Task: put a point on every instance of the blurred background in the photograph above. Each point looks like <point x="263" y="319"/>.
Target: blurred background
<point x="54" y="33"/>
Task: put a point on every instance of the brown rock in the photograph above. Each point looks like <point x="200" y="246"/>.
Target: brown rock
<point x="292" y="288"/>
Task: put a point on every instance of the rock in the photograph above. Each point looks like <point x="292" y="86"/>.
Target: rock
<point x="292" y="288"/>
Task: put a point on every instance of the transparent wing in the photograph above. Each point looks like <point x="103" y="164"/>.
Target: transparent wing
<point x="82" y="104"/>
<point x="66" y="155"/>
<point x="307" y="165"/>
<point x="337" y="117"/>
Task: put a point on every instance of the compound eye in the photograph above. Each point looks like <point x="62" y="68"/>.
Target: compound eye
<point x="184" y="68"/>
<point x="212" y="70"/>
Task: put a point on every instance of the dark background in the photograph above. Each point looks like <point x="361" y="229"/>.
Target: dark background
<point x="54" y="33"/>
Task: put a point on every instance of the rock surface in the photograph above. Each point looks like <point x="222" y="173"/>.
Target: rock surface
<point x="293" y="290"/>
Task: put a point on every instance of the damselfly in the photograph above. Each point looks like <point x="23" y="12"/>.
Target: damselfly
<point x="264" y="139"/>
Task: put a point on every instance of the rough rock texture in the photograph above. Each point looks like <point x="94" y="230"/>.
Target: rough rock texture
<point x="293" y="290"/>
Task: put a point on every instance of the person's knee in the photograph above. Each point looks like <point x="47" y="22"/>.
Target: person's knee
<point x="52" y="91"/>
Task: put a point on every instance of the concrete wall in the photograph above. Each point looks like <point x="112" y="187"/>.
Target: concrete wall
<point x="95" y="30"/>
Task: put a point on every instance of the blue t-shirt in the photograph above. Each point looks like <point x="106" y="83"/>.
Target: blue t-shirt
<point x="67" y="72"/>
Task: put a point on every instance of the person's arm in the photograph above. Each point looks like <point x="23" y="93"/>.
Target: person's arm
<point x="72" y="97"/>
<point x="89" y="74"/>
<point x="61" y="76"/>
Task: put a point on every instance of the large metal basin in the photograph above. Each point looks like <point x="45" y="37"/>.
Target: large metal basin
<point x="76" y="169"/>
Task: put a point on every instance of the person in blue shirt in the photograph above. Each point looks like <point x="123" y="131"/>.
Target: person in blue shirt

------

Swap every "rock" in the material above for "stone" and write the whole material out again, with nothing else altered.

• _Written response_:
Task: put a point on every instance of the blurred background in the photograph above. Each point looks like <point x="263" y="319"/>.
Target: blurred background
<point x="54" y="33"/>
Task: put a point on every instance of the brown stone in the photograph above. Each point looks like <point x="200" y="246"/>.
Target: brown stone
<point x="292" y="288"/>
Task: put a point on every instance of the stone in the photograph above. Each point looks like <point x="292" y="86"/>.
Target: stone
<point x="292" y="288"/>
Task: put a point on every instance of the transparent wing in the photograph above. Each point looks like <point x="103" y="164"/>.
Target: transparent wing
<point x="82" y="104"/>
<point x="66" y="155"/>
<point x="307" y="165"/>
<point x="337" y="117"/>
Task: put a point on every instance of the compound eye in the photograph above. Each point looks like <point x="62" y="68"/>.
Target: compound eye
<point x="184" y="68"/>
<point x="212" y="70"/>
Task: put a point on every instance of the dark background in the photograph above. Each point looks like <point x="361" y="229"/>.
Target: dark background
<point x="54" y="33"/>
Task: put a point on every instance of the stone surface in the photograph above. Each point looks like <point x="222" y="173"/>.
Target: stone surface
<point x="293" y="290"/>
Task: put a point on every instance of the damselfly in the photograph above. Each point looks like <point x="23" y="12"/>.
Target: damselfly
<point x="264" y="139"/>
Task: put a point on every instance of the rough stone texture in the photograph above. Each point looks like <point x="94" y="230"/>.
Target: rough stone texture
<point x="293" y="290"/>
Task: put a point on every instance of the person's knee in the photograph above. Each point looks like <point x="47" y="22"/>.
Target: person's knee
<point x="52" y="91"/>
Task: put a point on every instance of the concrete wall in the photograph above. Each point looks like <point x="112" y="187"/>.
Target: concrete wall
<point x="95" y="30"/>
Task: put a point on every instance of the blue t-shirt in the photograph above. Each point looks like <point x="106" y="83"/>.
Target: blue t-shirt
<point x="67" y="72"/>
Task: put a point on every instance of the person's arm in the photograph above. Each point looks like <point x="23" y="93"/>.
Target: person's arm
<point x="72" y="97"/>
<point x="89" y="74"/>
<point x="61" y="76"/>
Task: put a point on every instance of the large metal basin in the photograph above. Each point looks like <point x="45" y="37"/>.
Target: large metal basin
<point x="76" y="169"/>
Task: put a point on every instance of the person in blue shirt in the photograph above. Each point looks like <point x="123" y="131"/>.
Target: person in blue shirt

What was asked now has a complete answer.